» Task requirements
All lines holding the word "sofa" should be located in the records and copied.

» Stored data entries
☆ ☆ ☆
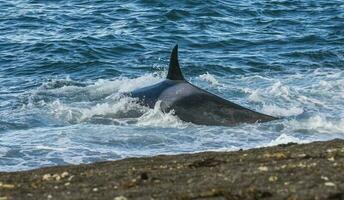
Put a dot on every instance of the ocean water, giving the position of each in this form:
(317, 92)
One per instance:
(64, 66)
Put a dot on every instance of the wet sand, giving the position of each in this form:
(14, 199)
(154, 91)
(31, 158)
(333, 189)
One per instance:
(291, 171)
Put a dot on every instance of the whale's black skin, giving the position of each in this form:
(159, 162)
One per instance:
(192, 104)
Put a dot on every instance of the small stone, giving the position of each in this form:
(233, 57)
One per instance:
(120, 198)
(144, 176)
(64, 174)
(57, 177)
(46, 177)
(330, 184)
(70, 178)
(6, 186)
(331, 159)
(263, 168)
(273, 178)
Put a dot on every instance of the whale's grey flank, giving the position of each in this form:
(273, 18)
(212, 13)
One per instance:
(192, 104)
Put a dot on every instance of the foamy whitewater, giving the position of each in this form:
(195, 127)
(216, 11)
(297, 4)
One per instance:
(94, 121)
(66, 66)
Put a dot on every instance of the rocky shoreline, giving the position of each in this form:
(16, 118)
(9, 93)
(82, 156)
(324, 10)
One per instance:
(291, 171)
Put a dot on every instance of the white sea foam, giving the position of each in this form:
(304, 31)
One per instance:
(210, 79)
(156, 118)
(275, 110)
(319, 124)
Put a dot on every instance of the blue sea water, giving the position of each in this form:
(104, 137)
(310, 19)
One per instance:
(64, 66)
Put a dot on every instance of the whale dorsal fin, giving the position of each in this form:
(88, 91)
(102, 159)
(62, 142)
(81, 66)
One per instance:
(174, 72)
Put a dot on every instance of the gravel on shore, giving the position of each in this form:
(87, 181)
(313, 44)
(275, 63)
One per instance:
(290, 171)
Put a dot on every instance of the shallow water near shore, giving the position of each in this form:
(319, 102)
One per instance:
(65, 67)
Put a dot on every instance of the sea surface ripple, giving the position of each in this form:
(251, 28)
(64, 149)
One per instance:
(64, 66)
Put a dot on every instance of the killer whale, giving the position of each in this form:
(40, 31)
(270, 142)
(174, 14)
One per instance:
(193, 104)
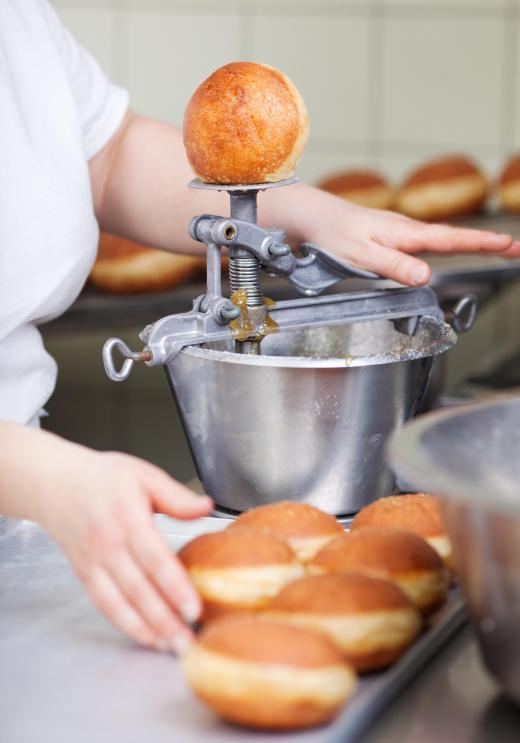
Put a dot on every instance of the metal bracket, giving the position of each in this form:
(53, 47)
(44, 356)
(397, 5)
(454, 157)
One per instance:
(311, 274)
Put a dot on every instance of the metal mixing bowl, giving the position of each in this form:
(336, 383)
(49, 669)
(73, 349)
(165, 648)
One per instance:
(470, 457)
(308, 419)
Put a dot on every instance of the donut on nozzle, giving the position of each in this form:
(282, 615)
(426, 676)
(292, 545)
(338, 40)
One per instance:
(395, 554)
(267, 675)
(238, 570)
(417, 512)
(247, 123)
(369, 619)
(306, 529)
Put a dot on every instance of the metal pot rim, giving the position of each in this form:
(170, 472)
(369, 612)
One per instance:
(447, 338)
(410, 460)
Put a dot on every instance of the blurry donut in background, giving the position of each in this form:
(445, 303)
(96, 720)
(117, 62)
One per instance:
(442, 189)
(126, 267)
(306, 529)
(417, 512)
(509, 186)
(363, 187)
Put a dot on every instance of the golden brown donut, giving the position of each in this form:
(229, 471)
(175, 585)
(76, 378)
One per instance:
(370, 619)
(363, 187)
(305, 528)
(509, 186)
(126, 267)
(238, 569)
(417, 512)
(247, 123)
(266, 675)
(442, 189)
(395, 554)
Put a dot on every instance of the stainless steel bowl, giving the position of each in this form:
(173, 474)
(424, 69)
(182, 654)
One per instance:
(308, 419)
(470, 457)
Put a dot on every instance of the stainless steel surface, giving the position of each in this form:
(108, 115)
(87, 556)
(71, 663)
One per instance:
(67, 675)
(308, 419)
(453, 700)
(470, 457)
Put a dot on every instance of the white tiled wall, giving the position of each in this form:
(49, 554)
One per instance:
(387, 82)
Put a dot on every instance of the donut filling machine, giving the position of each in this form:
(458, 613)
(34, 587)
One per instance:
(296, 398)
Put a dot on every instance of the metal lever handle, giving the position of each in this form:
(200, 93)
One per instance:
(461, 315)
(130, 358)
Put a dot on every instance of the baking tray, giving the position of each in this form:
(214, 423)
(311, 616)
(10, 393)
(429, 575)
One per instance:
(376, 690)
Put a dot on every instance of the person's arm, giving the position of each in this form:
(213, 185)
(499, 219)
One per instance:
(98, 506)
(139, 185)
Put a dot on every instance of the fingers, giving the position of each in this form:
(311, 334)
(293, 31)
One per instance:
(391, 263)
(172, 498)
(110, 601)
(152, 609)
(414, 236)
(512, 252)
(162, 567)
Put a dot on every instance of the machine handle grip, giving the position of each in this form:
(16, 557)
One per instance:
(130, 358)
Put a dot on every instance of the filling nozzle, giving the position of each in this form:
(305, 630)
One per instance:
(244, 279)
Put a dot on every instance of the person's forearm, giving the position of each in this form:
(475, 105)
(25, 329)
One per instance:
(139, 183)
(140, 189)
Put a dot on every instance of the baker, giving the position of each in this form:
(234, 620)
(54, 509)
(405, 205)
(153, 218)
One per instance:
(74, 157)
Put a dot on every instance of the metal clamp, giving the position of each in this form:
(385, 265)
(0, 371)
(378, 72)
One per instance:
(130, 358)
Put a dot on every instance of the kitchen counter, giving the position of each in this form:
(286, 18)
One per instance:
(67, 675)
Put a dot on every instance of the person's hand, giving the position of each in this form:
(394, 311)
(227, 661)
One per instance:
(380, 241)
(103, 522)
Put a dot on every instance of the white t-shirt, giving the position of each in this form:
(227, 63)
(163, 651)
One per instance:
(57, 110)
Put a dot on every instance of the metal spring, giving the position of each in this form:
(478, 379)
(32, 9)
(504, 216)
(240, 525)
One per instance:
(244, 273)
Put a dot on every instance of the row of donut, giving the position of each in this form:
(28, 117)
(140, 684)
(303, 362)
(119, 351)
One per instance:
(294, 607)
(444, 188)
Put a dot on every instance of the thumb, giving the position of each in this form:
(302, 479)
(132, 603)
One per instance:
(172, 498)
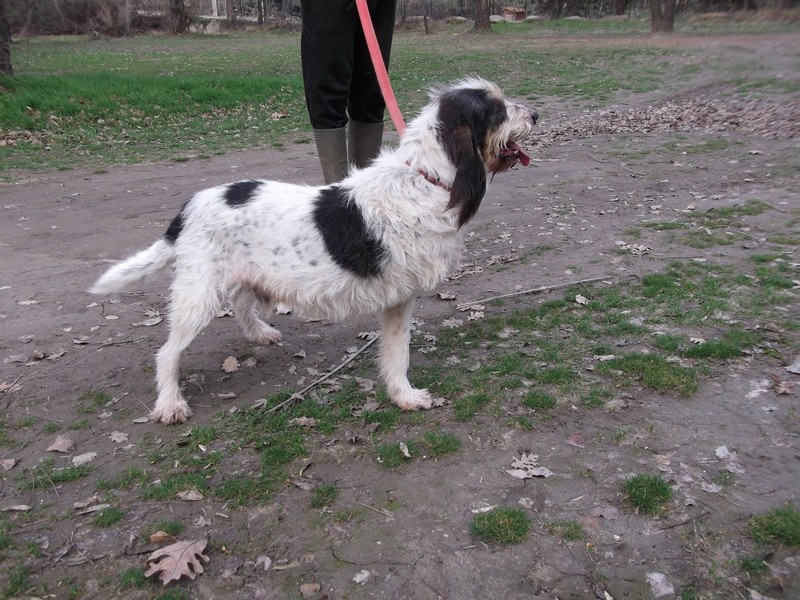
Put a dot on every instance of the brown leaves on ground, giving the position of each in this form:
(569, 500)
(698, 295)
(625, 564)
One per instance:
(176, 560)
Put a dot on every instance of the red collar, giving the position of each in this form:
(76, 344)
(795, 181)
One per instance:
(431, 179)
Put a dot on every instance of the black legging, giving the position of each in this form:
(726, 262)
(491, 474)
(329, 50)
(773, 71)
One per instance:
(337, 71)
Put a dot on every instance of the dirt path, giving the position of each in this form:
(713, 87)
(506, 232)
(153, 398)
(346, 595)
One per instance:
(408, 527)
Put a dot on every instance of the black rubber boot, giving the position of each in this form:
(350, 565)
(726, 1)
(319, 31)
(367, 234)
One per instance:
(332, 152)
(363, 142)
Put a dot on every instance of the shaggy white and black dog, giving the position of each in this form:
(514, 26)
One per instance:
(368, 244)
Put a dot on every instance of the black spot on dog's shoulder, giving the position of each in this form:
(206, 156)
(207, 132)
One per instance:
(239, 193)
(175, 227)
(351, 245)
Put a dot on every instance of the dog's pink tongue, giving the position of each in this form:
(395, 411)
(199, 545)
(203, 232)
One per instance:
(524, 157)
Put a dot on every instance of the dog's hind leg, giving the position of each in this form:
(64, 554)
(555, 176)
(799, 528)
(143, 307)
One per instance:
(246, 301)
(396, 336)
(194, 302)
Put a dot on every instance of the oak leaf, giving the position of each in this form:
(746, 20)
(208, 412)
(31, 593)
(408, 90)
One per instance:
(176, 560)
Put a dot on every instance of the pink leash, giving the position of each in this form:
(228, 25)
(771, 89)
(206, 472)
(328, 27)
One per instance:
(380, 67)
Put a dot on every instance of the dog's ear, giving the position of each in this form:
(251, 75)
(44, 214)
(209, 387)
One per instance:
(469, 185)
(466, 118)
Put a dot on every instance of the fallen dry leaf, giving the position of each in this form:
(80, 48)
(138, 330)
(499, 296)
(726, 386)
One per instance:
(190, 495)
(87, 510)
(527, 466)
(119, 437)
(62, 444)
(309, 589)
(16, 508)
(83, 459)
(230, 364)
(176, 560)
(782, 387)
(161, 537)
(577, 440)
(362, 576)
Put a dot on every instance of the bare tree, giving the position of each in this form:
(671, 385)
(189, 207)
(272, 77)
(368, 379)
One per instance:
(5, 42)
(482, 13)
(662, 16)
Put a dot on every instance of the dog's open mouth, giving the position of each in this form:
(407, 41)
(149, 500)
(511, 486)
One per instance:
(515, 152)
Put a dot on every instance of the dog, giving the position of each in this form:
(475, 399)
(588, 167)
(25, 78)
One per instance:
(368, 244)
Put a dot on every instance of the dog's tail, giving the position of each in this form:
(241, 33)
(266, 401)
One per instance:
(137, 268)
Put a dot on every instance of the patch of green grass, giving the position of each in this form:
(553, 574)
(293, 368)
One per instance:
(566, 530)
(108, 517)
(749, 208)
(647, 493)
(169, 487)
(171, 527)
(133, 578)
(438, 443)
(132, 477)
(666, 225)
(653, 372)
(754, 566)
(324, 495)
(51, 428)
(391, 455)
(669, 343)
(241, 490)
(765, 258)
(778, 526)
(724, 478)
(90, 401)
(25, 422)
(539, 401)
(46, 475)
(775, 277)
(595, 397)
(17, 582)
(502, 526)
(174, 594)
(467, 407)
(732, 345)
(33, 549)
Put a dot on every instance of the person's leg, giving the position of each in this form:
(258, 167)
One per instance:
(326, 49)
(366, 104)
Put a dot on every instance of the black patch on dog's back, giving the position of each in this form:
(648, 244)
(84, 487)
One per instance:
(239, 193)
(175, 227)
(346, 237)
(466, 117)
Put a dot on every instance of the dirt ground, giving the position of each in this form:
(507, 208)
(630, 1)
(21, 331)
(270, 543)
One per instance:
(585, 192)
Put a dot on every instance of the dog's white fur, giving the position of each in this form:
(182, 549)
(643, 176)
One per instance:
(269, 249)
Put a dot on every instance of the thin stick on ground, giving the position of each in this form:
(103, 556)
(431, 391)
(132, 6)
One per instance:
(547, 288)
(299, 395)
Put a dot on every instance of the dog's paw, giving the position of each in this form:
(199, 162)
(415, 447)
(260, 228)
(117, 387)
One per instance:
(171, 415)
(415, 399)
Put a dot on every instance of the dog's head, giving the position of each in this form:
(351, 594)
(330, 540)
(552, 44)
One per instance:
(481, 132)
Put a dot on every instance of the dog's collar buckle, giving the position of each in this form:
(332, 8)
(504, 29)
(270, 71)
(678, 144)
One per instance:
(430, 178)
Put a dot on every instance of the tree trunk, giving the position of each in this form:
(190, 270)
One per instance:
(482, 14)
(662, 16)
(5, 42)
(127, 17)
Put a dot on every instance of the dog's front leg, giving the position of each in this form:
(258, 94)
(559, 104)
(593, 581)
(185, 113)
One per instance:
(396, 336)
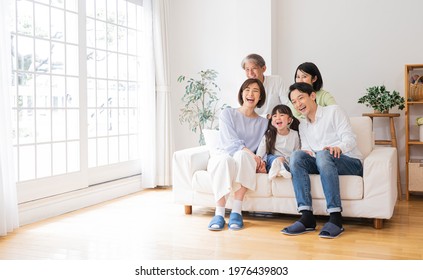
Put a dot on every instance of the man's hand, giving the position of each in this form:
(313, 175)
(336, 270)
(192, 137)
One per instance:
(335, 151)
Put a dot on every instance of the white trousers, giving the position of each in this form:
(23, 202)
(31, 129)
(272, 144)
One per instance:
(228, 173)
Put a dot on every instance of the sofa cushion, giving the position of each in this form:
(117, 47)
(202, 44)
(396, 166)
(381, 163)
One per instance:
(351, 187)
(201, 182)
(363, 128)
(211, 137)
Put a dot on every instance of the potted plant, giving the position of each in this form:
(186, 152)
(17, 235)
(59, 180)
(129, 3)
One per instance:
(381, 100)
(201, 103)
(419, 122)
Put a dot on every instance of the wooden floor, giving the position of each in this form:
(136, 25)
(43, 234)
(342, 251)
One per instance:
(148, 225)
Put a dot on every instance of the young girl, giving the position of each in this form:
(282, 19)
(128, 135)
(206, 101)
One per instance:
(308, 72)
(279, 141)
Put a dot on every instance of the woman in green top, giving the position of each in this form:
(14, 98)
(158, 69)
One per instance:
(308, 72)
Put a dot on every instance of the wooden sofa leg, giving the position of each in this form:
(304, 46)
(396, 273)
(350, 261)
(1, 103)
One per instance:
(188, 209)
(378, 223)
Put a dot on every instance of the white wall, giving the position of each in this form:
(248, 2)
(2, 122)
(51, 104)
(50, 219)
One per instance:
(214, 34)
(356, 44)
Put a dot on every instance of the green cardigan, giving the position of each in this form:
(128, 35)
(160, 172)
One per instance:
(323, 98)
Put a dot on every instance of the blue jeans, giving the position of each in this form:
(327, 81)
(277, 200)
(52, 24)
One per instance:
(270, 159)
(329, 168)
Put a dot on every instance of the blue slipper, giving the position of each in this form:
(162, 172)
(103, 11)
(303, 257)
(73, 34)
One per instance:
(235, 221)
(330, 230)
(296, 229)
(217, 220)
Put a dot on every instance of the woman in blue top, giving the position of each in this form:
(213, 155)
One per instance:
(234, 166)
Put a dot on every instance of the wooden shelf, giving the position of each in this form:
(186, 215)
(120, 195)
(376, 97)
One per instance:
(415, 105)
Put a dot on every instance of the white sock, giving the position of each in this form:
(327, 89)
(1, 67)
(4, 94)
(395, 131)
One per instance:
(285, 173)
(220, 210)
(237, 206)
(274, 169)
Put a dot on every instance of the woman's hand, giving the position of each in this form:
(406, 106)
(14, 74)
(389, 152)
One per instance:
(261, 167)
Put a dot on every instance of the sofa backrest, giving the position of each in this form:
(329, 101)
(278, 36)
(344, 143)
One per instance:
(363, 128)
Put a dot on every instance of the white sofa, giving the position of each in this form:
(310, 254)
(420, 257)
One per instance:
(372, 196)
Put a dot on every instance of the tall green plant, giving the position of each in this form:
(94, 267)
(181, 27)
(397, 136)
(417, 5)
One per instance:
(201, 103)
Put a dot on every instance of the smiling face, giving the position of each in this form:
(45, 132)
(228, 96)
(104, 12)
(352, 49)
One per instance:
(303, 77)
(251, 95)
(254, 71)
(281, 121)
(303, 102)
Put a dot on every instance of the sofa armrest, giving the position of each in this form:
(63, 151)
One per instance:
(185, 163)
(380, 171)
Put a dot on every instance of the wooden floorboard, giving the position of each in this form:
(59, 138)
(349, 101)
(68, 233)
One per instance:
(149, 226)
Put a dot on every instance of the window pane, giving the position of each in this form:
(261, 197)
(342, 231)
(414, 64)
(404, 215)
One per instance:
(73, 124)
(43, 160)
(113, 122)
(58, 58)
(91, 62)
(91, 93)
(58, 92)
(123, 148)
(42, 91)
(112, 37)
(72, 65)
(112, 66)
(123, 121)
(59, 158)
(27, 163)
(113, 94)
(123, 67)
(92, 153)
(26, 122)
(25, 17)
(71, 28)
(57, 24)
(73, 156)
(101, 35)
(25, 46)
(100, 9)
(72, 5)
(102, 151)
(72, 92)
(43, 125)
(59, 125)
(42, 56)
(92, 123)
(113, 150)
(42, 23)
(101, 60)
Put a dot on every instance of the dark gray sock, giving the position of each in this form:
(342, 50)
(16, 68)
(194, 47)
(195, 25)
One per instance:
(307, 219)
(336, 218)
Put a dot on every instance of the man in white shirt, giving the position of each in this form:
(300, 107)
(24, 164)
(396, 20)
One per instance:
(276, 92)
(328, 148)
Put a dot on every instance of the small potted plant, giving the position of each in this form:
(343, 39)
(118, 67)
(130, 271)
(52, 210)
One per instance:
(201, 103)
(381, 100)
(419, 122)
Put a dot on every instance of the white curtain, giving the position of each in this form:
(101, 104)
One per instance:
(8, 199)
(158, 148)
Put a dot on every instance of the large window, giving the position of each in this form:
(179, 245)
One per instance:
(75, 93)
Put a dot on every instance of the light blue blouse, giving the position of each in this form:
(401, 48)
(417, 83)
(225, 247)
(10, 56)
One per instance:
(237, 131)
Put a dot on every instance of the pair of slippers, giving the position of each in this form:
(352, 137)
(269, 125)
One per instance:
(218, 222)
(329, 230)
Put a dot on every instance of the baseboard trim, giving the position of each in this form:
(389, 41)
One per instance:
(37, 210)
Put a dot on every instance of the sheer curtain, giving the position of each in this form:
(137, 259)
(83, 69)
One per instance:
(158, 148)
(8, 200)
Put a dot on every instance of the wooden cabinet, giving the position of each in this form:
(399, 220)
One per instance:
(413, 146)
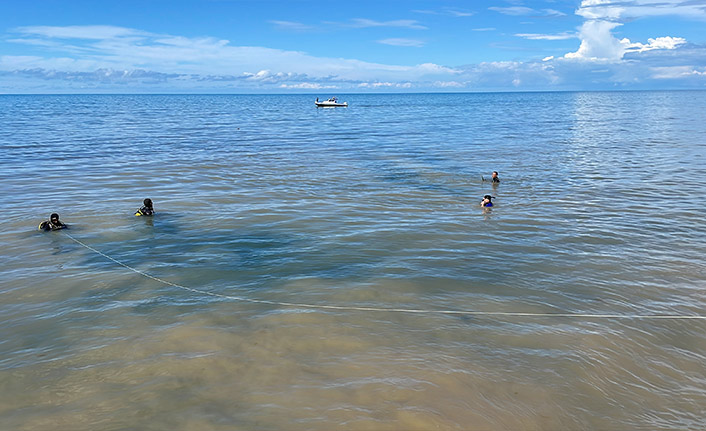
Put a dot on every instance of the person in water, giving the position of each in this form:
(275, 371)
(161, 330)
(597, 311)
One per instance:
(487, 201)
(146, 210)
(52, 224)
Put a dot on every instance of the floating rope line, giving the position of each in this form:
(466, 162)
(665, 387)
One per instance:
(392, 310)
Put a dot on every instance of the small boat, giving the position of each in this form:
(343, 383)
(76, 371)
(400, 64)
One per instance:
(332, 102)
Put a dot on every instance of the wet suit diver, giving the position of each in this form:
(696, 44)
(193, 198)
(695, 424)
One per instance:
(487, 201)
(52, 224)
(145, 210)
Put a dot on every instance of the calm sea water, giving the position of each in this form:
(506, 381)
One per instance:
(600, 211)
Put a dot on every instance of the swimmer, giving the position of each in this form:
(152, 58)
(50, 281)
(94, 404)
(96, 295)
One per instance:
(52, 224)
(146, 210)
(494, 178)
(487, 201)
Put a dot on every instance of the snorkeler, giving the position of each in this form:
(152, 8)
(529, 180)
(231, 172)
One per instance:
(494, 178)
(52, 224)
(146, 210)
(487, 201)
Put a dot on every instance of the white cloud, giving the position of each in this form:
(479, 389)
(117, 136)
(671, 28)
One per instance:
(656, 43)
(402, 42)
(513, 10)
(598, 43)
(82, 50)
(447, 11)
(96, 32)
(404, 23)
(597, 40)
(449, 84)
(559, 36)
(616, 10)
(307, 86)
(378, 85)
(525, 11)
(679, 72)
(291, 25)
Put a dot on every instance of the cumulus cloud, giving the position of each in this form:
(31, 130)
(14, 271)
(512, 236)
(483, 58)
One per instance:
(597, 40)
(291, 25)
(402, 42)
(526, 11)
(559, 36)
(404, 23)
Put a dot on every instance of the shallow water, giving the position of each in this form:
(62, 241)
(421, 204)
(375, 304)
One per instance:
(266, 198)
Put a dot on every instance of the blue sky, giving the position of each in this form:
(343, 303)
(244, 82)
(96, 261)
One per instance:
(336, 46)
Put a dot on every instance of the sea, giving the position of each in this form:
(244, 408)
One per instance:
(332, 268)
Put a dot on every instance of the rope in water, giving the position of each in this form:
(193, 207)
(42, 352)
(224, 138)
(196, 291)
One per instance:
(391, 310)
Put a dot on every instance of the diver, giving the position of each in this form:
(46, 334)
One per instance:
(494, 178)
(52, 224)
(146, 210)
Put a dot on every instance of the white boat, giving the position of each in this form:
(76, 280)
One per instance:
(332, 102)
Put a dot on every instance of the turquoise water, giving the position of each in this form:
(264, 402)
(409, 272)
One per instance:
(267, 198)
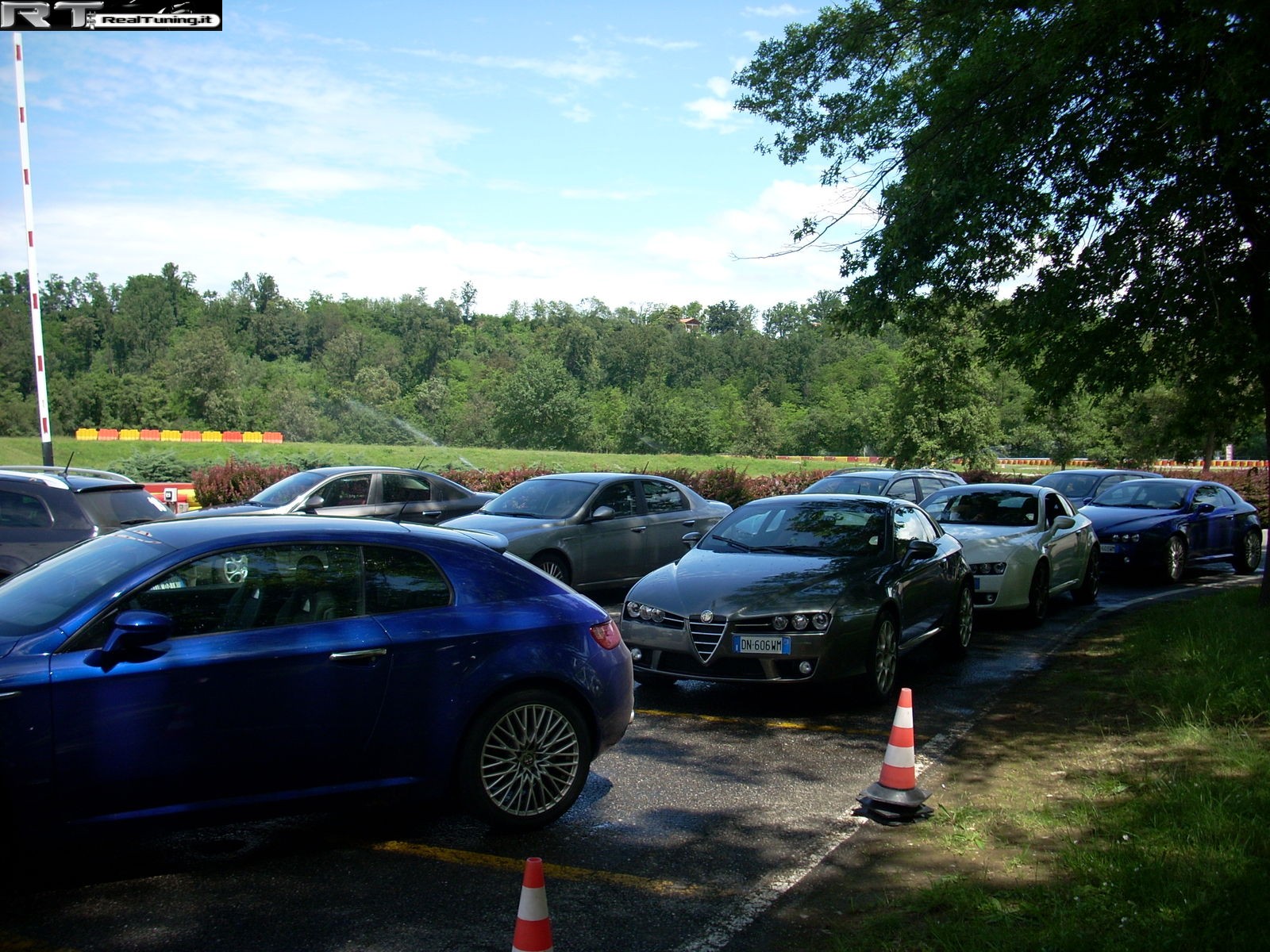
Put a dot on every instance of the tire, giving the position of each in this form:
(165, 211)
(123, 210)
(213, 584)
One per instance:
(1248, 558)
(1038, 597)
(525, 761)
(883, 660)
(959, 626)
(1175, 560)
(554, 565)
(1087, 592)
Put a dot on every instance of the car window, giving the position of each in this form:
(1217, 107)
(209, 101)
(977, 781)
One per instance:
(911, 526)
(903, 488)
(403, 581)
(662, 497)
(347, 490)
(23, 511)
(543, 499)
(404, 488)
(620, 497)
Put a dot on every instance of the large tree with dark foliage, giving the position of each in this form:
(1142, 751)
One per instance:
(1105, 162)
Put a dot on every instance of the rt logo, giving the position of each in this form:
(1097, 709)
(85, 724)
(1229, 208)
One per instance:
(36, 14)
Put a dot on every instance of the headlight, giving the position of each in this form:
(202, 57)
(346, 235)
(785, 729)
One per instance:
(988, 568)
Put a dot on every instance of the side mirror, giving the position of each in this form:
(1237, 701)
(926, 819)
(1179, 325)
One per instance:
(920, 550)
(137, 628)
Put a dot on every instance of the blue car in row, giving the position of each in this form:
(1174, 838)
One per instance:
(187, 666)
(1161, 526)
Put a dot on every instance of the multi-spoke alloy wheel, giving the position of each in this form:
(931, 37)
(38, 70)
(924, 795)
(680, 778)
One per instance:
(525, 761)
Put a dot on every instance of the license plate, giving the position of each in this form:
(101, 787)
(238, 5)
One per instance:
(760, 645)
☆ ☆ ☆
» Written solution
Put a dot on every instance of the sofa cushion, giving the position of each in this form:
Put a dot on every instance of the wooden sofa leg, giving the position of each in this form:
Put a dot on every instance of the sofa backrest, giving the position of each in this form:
Put a dot on every instance of the white sofa, giving the position of each in this form:
Put a dot on every instance of the sofa armrest, giving the position of each in this form:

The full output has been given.